*WHAT YOU HAVE TO DO*: List every line of the material below that contains the word "traffic", copying each line in full. Treat uppercase and lowercase as different.

---+---

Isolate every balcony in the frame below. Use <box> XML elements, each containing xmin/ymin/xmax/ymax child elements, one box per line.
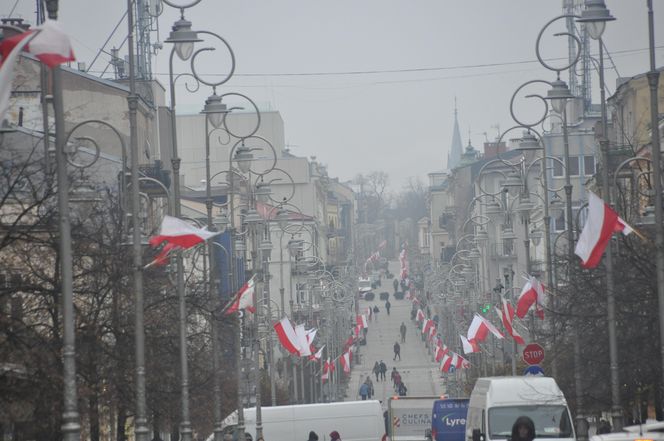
<box><xmin>138</xmin><ymin>160</ymin><xmax>171</xmax><ymax>196</ymax></box>
<box><xmin>489</xmin><ymin>241</ymin><xmax>516</xmax><ymax>259</ymax></box>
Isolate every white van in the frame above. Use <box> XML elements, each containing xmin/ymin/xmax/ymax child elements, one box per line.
<box><xmin>222</xmin><ymin>400</ymin><xmax>385</xmax><ymax>441</ymax></box>
<box><xmin>466</xmin><ymin>376</ymin><xmax>576</xmax><ymax>441</ymax></box>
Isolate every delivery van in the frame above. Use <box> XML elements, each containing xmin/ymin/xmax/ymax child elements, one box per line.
<box><xmin>466</xmin><ymin>376</ymin><xmax>576</xmax><ymax>441</ymax></box>
<box><xmin>222</xmin><ymin>400</ymin><xmax>385</xmax><ymax>441</ymax></box>
<box><xmin>431</xmin><ymin>398</ymin><xmax>468</xmax><ymax>441</ymax></box>
<box><xmin>386</xmin><ymin>397</ymin><xmax>440</xmax><ymax>441</ymax></box>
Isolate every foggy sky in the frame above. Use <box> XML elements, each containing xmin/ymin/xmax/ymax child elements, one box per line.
<box><xmin>5</xmin><ymin>0</ymin><xmax>664</xmax><ymax>190</ymax></box>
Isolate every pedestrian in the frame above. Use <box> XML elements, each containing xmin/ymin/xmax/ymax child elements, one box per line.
<box><xmin>511</xmin><ymin>416</ymin><xmax>535</xmax><ymax>441</ymax></box>
<box><xmin>364</xmin><ymin>376</ymin><xmax>374</xmax><ymax>399</ymax></box>
<box><xmin>380</xmin><ymin>360</ymin><xmax>387</xmax><ymax>381</ymax></box>
<box><xmin>597</xmin><ymin>419</ymin><xmax>611</xmax><ymax>435</ymax></box>
<box><xmin>393</xmin><ymin>341</ymin><xmax>401</xmax><ymax>361</ymax></box>
<box><xmin>397</xmin><ymin>381</ymin><xmax>408</xmax><ymax>397</ymax></box>
<box><xmin>359</xmin><ymin>382</ymin><xmax>369</xmax><ymax>400</ymax></box>
<box><xmin>371</xmin><ymin>362</ymin><xmax>380</xmax><ymax>381</ymax></box>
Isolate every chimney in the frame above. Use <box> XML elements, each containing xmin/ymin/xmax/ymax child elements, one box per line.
<box><xmin>484</xmin><ymin>141</ymin><xmax>507</xmax><ymax>159</ymax></box>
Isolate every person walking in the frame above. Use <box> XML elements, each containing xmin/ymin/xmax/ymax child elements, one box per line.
<box><xmin>397</xmin><ymin>381</ymin><xmax>408</xmax><ymax>397</ymax></box>
<box><xmin>359</xmin><ymin>381</ymin><xmax>369</xmax><ymax>401</ymax></box>
<box><xmin>511</xmin><ymin>416</ymin><xmax>535</xmax><ymax>441</ymax></box>
<box><xmin>364</xmin><ymin>376</ymin><xmax>374</xmax><ymax>399</ymax></box>
<box><xmin>380</xmin><ymin>360</ymin><xmax>387</xmax><ymax>381</ymax></box>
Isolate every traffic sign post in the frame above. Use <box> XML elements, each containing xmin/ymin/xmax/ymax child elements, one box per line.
<box><xmin>523</xmin><ymin>343</ymin><xmax>544</xmax><ymax>366</ymax></box>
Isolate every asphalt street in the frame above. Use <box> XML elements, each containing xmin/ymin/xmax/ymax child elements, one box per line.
<box><xmin>344</xmin><ymin>262</ymin><xmax>445</xmax><ymax>405</ymax></box>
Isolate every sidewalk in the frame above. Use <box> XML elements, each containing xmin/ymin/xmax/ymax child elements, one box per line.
<box><xmin>344</xmin><ymin>262</ymin><xmax>444</xmax><ymax>401</ymax></box>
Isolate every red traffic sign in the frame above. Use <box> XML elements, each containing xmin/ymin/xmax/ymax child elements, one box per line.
<box><xmin>523</xmin><ymin>343</ymin><xmax>544</xmax><ymax>366</ymax></box>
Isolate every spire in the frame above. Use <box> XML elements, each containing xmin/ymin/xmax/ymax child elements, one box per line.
<box><xmin>447</xmin><ymin>97</ymin><xmax>463</xmax><ymax>170</ymax></box>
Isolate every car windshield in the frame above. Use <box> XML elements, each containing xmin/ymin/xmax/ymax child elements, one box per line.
<box><xmin>489</xmin><ymin>406</ymin><xmax>572</xmax><ymax>439</ymax></box>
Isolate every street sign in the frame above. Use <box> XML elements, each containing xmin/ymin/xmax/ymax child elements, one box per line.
<box><xmin>523</xmin><ymin>343</ymin><xmax>544</xmax><ymax>366</ymax></box>
<box><xmin>523</xmin><ymin>364</ymin><xmax>544</xmax><ymax>375</ymax></box>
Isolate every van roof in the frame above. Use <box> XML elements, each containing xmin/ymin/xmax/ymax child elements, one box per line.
<box><xmin>471</xmin><ymin>376</ymin><xmax>567</xmax><ymax>406</ymax></box>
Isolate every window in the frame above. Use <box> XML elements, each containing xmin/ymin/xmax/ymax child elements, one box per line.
<box><xmin>487</xmin><ymin>404</ymin><xmax>572</xmax><ymax>439</ymax></box>
<box><xmin>553</xmin><ymin>156</ymin><xmax>580</xmax><ymax>178</ymax></box>
<box><xmin>583</xmin><ymin>155</ymin><xmax>595</xmax><ymax>176</ymax></box>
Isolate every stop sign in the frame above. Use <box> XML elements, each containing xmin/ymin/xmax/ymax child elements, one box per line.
<box><xmin>523</xmin><ymin>343</ymin><xmax>544</xmax><ymax>365</ymax></box>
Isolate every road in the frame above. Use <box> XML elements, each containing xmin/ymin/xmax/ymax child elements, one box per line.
<box><xmin>344</xmin><ymin>262</ymin><xmax>445</xmax><ymax>403</ymax></box>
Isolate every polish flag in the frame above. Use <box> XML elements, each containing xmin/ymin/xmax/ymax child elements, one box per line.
<box><xmin>0</xmin><ymin>20</ymin><xmax>75</xmax><ymax>121</ymax></box>
<box><xmin>224</xmin><ymin>276</ymin><xmax>256</xmax><ymax>315</ymax></box>
<box><xmin>433</xmin><ymin>345</ymin><xmax>449</xmax><ymax>363</ymax></box>
<box><xmin>468</xmin><ymin>314</ymin><xmax>503</xmax><ymax>343</ymax></box>
<box><xmin>429</xmin><ymin>320</ymin><xmax>436</xmax><ymax>341</ymax></box>
<box><xmin>496</xmin><ymin>297</ymin><xmax>526</xmax><ymax>345</ymax></box>
<box><xmin>295</xmin><ymin>325</ymin><xmax>311</xmax><ymax>357</ymax></box>
<box><xmin>309</xmin><ymin>345</ymin><xmax>325</xmax><ymax>361</ymax></box>
<box><xmin>274</xmin><ymin>317</ymin><xmax>300</xmax><ymax>355</ymax></box>
<box><xmin>574</xmin><ymin>192</ymin><xmax>634</xmax><ymax>268</ymax></box>
<box><xmin>516</xmin><ymin>276</ymin><xmax>544</xmax><ymax>319</ymax></box>
<box><xmin>339</xmin><ymin>351</ymin><xmax>350</xmax><ymax>374</ymax></box>
<box><xmin>307</xmin><ymin>328</ymin><xmax>318</xmax><ymax>346</ymax></box>
<box><xmin>459</xmin><ymin>334</ymin><xmax>480</xmax><ymax>354</ymax></box>
<box><xmin>320</xmin><ymin>358</ymin><xmax>330</xmax><ymax>383</ymax></box>
<box><xmin>146</xmin><ymin>215</ymin><xmax>221</xmax><ymax>267</ymax></box>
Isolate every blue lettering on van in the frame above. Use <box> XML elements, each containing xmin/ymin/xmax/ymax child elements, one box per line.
<box><xmin>441</xmin><ymin>413</ymin><xmax>466</xmax><ymax>427</ymax></box>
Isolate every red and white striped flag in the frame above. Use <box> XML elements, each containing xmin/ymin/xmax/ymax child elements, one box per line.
<box><xmin>146</xmin><ymin>215</ymin><xmax>221</xmax><ymax>268</ymax></box>
<box><xmin>496</xmin><ymin>297</ymin><xmax>526</xmax><ymax>345</ymax></box>
<box><xmin>468</xmin><ymin>314</ymin><xmax>503</xmax><ymax>342</ymax></box>
<box><xmin>0</xmin><ymin>20</ymin><xmax>75</xmax><ymax>121</ymax></box>
<box><xmin>459</xmin><ymin>334</ymin><xmax>480</xmax><ymax>354</ymax></box>
<box><xmin>274</xmin><ymin>317</ymin><xmax>300</xmax><ymax>355</ymax></box>
<box><xmin>224</xmin><ymin>275</ymin><xmax>256</xmax><ymax>315</ymax></box>
<box><xmin>339</xmin><ymin>350</ymin><xmax>350</xmax><ymax>374</ymax></box>
<box><xmin>574</xmin><ymin>192</ymin><xmax>634</xmax><ymax>268</ymax></box>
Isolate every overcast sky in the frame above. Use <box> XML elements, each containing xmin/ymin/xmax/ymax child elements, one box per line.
<box><xmin>5</xmin><ymin>0</ymin><xmax>664</xmax><ymax>190</ymax></box>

---+---

*OUTPUT*:
Isolate every traffic sign post in the frame above. Use <box> XML elements, each containing xmin/ymin/xmax/ymax child elements, one box per line.
Isolate every red traffic sign in the frame above. Use <box> XML elements, each containing xmin/ymin/xmax/ymax child elements, one box per line.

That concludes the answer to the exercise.